# CHALLENGE
Please pick out each line of the data below that contains the string "find". Case matters, so match only that exact capitalization.

### LISTING ###

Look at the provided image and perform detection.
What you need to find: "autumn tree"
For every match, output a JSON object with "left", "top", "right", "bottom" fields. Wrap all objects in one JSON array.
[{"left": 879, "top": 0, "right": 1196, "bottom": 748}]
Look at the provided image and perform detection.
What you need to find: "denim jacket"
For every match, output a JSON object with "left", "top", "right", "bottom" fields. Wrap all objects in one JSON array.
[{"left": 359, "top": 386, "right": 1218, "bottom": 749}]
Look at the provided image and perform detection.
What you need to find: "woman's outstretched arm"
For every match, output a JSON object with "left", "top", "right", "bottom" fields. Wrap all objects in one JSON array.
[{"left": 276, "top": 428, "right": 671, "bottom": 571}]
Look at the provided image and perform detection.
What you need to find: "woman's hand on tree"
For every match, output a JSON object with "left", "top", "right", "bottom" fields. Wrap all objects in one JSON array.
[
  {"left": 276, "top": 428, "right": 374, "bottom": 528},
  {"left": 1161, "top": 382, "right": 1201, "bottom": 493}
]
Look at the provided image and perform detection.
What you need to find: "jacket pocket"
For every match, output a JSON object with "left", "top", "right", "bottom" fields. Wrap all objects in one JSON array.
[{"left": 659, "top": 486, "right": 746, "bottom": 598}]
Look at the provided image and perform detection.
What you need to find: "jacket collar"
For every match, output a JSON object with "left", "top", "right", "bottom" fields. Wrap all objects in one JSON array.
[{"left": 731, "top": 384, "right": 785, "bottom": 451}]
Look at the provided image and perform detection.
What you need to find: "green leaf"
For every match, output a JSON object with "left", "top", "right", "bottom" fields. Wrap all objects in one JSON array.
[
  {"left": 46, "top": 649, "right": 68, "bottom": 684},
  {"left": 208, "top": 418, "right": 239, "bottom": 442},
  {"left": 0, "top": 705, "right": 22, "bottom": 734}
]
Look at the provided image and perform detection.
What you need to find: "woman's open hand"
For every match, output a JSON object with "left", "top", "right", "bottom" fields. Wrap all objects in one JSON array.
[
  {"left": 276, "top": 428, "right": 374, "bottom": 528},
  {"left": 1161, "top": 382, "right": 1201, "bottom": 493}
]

###

# TASK OUTPUT
What you need to find: "autumn tree"
What you need to find: "denim jacket"
What you need to find: "woman's outstretched arm"
What you need to find: "woman's hand on tree"
What you need to find: "jacket pocket"
What you need to find: "jacket collar"
What you need to find: "green leaf"
What you need to find: "woman's open hand"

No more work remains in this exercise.